>>>>

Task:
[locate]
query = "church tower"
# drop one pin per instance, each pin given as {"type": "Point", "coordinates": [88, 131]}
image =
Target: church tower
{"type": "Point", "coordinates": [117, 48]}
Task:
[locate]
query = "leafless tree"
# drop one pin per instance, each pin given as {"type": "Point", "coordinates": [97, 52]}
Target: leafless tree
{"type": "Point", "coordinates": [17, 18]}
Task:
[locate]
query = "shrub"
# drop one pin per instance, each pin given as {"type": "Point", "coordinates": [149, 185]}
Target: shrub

<<<<
>>>>

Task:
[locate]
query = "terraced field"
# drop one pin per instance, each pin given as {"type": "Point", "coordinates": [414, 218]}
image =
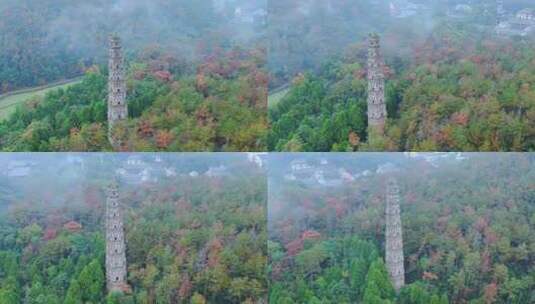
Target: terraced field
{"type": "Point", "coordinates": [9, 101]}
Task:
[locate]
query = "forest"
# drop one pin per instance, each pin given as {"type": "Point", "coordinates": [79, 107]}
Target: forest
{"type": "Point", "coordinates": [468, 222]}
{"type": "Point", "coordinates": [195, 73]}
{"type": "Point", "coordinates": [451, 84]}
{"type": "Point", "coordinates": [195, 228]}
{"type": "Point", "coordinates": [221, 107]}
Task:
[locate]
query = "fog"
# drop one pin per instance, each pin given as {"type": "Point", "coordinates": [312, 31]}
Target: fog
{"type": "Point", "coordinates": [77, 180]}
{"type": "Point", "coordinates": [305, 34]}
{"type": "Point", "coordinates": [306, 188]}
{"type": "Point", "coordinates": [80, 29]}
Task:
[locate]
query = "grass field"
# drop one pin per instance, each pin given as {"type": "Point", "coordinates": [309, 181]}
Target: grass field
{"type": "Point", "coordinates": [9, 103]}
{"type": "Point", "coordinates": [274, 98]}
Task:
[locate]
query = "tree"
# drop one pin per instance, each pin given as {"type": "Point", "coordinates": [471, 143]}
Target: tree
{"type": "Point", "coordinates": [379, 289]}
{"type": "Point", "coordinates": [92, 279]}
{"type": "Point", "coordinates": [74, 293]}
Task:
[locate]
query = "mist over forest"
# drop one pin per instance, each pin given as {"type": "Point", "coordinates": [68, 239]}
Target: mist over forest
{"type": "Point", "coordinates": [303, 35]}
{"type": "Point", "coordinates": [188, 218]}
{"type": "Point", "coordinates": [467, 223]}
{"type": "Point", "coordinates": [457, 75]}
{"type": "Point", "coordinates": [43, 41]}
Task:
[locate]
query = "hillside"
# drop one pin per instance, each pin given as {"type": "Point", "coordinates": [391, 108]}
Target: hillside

<<<<
>>>>

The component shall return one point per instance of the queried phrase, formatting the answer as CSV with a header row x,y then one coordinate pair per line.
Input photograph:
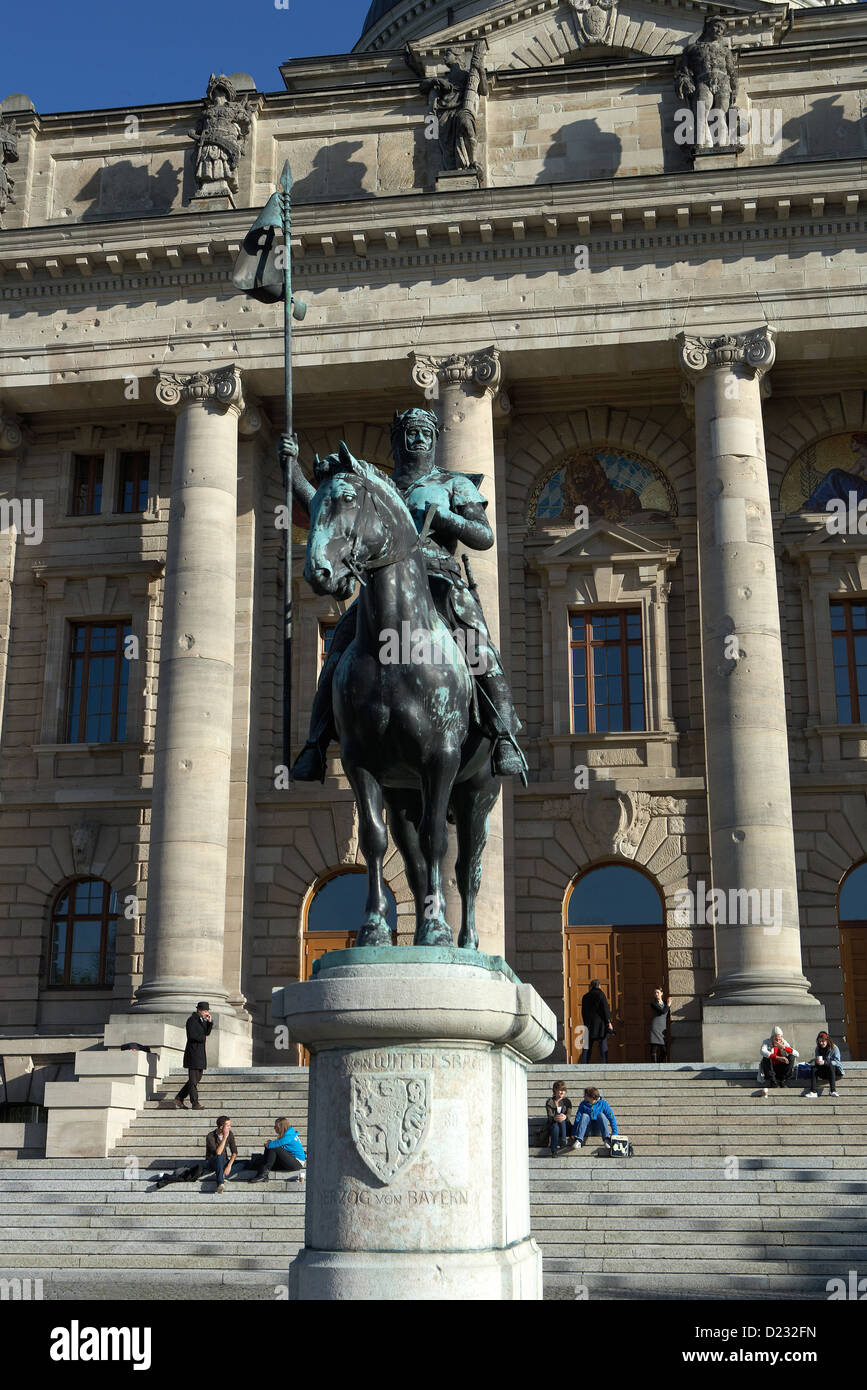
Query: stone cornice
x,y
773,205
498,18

<<<<

▸ Your goal:
Using the data above, extract exactly the lines from the one that holds "Target: leafless tree" to the one that holds "Target: shrub", both ends included, and no others.

▸ Solution for this problem:
Target: leafless tree
{"type": "Point", "coordinates": [17, 18]}
Task:
[locate]
query = "shrub"
# drop one pin per instance, each pin given as {"type": "Point", "coordinates": [149, 185]}
Target: shrub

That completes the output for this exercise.